** Given problem **
Starting at the line with "the curb, which", transcribe each line through the final one, both included, and add nothing.
★ ★ ★ ★
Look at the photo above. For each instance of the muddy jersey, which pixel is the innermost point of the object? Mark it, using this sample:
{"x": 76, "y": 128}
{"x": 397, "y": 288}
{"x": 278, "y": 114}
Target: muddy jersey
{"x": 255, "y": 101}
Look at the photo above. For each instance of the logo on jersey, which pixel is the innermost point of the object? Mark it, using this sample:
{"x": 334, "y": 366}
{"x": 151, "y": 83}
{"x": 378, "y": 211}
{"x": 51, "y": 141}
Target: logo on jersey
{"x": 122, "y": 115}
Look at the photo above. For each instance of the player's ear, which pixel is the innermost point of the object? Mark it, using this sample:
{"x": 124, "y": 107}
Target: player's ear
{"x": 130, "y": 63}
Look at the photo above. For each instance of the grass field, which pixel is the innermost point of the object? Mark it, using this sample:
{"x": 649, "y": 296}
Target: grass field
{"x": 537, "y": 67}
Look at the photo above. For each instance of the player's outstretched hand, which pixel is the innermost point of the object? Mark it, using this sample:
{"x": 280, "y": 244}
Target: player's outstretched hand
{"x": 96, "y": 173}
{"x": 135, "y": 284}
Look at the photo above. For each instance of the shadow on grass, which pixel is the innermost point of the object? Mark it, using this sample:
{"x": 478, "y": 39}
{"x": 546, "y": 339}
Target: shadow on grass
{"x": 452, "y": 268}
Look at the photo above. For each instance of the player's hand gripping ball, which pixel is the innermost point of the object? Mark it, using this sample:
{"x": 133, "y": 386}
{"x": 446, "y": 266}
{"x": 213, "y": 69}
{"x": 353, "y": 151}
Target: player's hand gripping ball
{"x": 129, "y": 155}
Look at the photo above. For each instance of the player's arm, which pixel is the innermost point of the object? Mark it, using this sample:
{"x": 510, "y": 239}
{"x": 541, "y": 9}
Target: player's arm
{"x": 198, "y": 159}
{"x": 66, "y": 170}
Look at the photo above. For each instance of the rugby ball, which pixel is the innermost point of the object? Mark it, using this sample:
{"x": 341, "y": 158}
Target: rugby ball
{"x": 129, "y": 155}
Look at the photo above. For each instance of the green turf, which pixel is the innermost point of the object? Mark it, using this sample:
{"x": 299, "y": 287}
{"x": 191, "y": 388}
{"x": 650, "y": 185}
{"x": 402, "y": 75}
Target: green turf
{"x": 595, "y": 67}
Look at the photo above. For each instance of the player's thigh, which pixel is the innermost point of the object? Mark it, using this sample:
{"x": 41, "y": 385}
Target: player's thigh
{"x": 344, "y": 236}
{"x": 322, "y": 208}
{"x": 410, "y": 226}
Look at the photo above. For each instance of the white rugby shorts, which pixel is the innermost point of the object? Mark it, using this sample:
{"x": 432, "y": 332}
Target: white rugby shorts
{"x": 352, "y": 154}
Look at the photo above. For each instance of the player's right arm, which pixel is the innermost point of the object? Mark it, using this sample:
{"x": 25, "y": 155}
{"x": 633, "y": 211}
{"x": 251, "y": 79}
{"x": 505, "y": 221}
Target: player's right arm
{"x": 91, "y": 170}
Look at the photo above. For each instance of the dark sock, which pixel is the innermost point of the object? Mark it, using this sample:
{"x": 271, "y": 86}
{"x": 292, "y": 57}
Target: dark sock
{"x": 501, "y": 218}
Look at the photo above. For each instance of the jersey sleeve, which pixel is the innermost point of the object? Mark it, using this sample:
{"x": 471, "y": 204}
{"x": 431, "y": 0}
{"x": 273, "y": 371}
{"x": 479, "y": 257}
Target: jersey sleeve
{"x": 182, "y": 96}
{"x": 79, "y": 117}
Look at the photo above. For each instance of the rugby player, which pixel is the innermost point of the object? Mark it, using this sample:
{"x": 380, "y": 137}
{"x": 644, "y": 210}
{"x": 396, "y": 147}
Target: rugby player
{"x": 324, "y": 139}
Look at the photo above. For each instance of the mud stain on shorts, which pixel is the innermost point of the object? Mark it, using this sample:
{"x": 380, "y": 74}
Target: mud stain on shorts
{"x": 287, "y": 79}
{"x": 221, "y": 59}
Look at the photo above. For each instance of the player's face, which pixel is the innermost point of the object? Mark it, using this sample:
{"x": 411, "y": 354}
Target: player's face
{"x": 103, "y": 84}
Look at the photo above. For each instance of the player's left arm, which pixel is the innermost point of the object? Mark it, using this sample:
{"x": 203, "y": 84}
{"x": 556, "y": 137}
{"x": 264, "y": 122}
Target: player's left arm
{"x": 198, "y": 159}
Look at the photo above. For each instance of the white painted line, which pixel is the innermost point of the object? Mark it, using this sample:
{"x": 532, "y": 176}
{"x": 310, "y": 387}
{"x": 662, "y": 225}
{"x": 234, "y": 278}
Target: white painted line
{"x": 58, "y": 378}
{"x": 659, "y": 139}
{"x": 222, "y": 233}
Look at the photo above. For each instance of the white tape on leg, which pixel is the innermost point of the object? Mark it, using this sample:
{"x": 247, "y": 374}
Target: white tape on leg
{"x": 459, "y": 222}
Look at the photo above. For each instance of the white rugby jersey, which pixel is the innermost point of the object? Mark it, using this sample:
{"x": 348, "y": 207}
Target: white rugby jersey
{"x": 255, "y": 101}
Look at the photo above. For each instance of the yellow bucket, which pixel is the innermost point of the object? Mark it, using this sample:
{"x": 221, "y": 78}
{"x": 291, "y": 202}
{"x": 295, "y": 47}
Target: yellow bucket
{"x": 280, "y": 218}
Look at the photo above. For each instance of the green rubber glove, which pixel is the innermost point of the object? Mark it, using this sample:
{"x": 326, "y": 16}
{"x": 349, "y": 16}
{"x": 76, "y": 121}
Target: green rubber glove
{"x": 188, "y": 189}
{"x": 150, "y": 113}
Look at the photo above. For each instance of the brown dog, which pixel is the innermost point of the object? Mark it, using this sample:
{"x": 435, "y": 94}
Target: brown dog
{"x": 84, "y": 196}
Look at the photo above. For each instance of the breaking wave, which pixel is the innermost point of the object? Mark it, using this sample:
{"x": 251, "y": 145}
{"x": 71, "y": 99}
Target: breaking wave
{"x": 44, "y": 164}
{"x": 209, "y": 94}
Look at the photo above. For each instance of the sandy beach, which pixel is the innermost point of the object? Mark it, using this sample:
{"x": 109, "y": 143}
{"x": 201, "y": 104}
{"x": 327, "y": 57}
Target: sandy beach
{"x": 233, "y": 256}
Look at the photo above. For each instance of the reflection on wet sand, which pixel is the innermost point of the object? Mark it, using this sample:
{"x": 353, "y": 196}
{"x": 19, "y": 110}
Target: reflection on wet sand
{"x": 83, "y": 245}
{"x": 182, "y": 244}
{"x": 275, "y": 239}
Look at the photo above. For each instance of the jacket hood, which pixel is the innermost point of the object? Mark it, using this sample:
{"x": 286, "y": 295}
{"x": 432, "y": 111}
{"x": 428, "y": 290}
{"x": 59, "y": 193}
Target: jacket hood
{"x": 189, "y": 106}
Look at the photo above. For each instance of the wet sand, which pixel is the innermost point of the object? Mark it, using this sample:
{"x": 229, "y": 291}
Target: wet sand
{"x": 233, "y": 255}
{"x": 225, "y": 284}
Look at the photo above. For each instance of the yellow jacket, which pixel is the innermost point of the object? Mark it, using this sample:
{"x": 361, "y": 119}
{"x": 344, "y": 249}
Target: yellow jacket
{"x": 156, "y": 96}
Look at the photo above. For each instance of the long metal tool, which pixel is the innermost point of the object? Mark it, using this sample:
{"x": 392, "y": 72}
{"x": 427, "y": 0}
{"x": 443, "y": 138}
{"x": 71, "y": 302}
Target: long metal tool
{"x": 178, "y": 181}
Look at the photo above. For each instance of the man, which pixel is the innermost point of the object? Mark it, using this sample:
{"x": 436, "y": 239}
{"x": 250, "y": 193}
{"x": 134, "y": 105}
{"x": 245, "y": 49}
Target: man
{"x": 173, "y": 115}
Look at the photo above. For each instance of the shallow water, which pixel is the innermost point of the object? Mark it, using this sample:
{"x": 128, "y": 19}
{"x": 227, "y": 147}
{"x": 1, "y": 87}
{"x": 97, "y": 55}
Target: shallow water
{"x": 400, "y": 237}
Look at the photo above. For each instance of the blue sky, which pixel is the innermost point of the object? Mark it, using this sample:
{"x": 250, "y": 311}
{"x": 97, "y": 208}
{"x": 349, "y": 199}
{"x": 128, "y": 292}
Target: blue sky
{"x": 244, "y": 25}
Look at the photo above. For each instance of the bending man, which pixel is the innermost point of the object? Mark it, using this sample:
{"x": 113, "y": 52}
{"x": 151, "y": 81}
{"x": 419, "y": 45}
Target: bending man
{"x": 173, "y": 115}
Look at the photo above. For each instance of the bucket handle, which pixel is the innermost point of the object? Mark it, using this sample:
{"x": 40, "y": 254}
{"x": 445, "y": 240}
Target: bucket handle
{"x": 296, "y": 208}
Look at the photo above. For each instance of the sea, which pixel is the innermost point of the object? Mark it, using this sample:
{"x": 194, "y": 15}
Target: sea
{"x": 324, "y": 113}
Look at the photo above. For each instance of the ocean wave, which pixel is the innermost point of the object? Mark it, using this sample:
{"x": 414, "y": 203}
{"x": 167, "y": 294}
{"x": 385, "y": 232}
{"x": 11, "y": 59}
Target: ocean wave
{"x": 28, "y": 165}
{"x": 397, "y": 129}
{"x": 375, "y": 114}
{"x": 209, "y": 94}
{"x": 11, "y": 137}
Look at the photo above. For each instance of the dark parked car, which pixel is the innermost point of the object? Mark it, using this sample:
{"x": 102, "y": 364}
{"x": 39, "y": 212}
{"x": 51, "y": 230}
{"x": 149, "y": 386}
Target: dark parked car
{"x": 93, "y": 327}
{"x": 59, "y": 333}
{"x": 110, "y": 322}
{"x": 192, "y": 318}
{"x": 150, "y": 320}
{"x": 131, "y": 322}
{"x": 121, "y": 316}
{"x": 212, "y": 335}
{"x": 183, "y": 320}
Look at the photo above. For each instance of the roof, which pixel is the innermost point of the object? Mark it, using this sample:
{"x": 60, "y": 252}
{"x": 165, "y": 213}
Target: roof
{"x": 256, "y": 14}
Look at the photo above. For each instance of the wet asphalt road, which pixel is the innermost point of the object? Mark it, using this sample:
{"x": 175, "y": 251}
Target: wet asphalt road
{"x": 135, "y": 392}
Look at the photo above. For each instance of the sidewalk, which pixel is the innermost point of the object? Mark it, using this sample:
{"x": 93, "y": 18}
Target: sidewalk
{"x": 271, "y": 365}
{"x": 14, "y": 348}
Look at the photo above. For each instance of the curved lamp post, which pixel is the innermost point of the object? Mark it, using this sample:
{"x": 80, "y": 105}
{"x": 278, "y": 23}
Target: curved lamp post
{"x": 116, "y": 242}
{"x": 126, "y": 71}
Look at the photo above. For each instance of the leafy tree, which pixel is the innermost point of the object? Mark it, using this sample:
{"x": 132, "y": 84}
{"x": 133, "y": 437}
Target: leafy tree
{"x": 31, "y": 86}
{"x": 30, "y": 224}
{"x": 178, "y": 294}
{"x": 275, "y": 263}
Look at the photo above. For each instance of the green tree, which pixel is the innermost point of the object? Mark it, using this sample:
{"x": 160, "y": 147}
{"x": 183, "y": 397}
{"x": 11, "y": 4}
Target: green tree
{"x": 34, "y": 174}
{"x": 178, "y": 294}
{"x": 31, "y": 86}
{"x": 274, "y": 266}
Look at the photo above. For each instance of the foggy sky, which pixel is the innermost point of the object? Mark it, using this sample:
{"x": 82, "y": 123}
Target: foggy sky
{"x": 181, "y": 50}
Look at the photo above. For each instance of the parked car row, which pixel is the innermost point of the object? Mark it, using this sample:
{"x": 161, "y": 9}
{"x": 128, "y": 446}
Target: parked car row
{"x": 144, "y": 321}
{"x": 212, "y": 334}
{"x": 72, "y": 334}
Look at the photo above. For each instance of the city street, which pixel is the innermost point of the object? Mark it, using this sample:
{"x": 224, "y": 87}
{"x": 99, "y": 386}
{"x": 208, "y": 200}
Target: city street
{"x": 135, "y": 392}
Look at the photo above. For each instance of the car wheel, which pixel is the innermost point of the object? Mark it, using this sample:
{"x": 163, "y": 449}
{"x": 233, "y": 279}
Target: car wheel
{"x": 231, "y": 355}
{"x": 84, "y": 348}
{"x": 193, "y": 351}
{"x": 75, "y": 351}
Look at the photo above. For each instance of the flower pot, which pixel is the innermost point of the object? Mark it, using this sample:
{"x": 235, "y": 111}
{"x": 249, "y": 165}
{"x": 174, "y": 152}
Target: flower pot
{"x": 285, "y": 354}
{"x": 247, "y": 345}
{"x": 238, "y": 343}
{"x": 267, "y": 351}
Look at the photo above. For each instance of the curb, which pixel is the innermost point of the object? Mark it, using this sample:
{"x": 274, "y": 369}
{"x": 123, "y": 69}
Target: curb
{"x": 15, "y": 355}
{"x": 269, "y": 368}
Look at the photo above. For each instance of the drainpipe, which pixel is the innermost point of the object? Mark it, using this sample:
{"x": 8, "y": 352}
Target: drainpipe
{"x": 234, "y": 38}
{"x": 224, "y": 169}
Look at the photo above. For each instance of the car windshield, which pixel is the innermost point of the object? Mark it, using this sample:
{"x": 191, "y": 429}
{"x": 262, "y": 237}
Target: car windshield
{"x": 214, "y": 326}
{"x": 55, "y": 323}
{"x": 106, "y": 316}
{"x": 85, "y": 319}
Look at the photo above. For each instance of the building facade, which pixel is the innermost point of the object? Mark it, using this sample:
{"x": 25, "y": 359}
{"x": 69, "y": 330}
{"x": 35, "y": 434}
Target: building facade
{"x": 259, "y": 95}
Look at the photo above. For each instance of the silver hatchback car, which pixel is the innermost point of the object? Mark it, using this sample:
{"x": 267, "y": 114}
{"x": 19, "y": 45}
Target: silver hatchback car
★ ★ ★ ★
** Finished exercise **
Look at the photo above. For each instance of the curb, which pixel is the innermost point of the object? Mark it, using this sample:
{"x": 274, "y": 369}
{"x": 123, "y": 69}
Target: curb
{"x": 15, "y": 355}
{"x": 269, "y": 368}
Look at the photo above. For each instance of the drainpipe, which pixel is the innermost point of the object? Mark it, using this sample:
{"x": 8, "y": 352}
Target: drainpipe
{"x": 234, "y": 38}
{"x": 224, "y": 169}
Look at the photo above. For each instance of the car windshield, which pixel is the innermost point of the object? Mark it, using this sample:
{"x": 191, "y": 429}
{"x": 262, "y": 237}
Target: car windshield
{"x": 214, "y": 326}
{"x": 55, "y": 323}
{"x": 106, "y": 316}
{"x": 85, "y": 319}
Look at the photo above. For each instance of the building facade, which pixel is the innermost point of the object? Mark it, using this sample:
{"x": 25, "y": 359}
{"x": 69, "y": 330}
{"x": 35, "y": 434}
Target: building facade
{"x": 259, "y": 95}
Look at the photo above. For each instance of the silver hatchback car, which pixel is the innermost point of the object? Mark it, using this sample:
{"x": 267, "y": 114}
{"x": 19, "y": 45}
Target: silver hatchback car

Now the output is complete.